Go through the material and write it all out exactly, minus the pictures.

— begin —

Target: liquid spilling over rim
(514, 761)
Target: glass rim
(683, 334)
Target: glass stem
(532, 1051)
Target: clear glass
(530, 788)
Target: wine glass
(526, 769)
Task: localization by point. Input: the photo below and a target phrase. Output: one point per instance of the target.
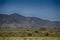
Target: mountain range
(17, 21)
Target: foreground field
(29, 33)
(29, 38)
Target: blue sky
(45, 9)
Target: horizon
(45, 9)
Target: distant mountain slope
(16, 21)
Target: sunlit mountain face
(16, 21)
(30, 14)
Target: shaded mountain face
(16, 21)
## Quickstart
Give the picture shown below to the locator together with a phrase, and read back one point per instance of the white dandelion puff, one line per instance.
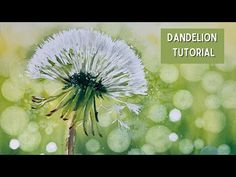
(92, 66)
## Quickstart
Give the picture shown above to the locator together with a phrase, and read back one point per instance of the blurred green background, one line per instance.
(190, 109)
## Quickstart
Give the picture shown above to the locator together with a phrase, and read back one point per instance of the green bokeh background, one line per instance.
(17, 44)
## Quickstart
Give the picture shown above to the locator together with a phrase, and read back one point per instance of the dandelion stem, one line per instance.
(71, 140)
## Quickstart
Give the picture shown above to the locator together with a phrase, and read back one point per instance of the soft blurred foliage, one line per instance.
(190, 109)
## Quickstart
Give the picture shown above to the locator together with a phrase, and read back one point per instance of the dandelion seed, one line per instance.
(91, 66)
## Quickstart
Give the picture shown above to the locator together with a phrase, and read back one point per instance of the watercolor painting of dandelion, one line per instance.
(101, 89)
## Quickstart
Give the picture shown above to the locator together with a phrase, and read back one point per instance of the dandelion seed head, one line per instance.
(86, 51)
(91, 65)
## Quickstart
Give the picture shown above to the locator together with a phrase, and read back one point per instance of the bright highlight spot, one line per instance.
(186, 146)
(224, 149)
(169, 73)
(175, 115)
(51, 147)
(173, 137)
(14, 144)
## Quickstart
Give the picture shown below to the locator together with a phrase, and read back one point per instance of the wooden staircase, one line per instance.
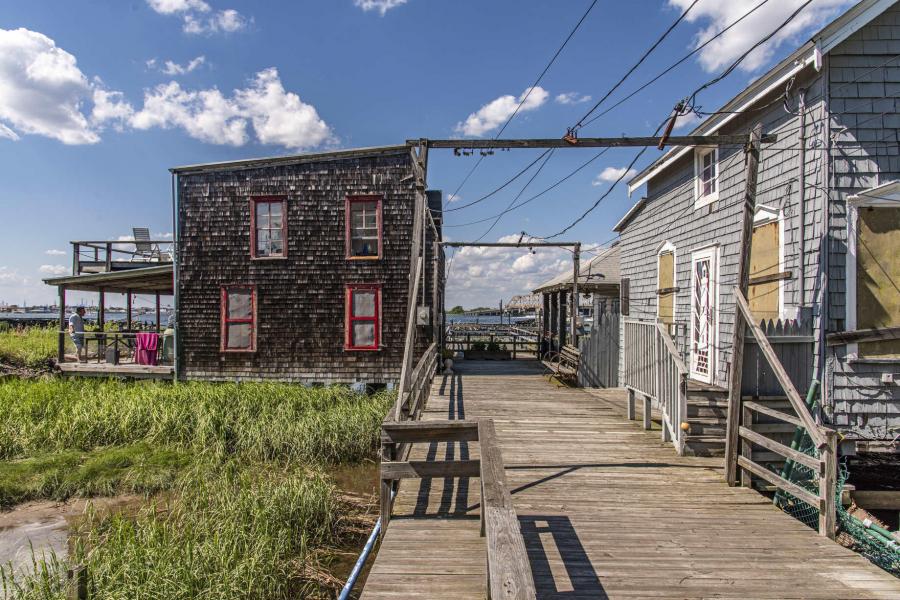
(707, 419)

— end —

■ TASK RESPONSE:
Target: liquid spilling over rim
(514, 761)
Target: glass rim
(683, 334)
Target: glass stem
(532, 1051)
Target: clear glass
(530, 788)
Target: wine glass
(526, 769)
Task: localization by point. Input: the photo below and a target phrase. Output: one point per instance of the target.
Target: mountain range
(17, 21)
Target: foreground field
(29, 33)
(29, 38)
Target: blue sky
(45, 9)
Target: horizon
(45, 9)
Target: distant mountain slope
(16, 21)
Target: sunlit mountain face
(16, 21)
(30, 14)
Target: shaded mountain face
(16, 21)
## Quickstart
Give the picture shown below to the locator together with a phrase, and read back one point per instance of the white dandelion puff, one line per instance.
(92, 66)
## Quickstart
Give the picture shown above to the locator together with a phrase, and read back one point per instance of the blurred green background, one line per instance.
(190, 109)
## Quickstart
Give the picture shown above to the locator together with a phrase, and read back one point per instance of the green bokeh background, one line per instance.
(17, 44)
## Quickstart
Give the picture shown above to the locator together with a phrase, and read back one point per instance of the dandelion stem, one line per instance.
(71, 140)
## Quickstart
Give the picture shown above to the locator together with a phrase, and read back one point per instance of the soft blurred foliage, one line per instance.
(190, 109)
## Quickstart
Give the picture shown above to the locator together with a phrase, and read back one point per instance of the dandelion seed, one line per instance.
(91, 66)
## Quickstart
Give the picture shown above to the locator together with a phrase, and read back one point per instance of the watercolor painting of dandelion, one line per instance.
(101, 89)
## Quickstart
Give the picture shown above to the locator together with a phrase, and read back one point per instance of the dandelion seed head, one line per instance.
(86, 51)
(91, 65)
## Quickstart
Give the picture shown above to the locator together with a phrase, and read back one point per instance of the bright highlight spot, one line per instance.
(186, 146)
(224, 149)
(169, 73)
(175, 115)
(51, 147)
(173, 137)
(14, 144)
## Quickstart
Give the picture shown below to the locator together with a phrase, and read back one point per instance of the wooden staircase, one line per instance.
(707, 419)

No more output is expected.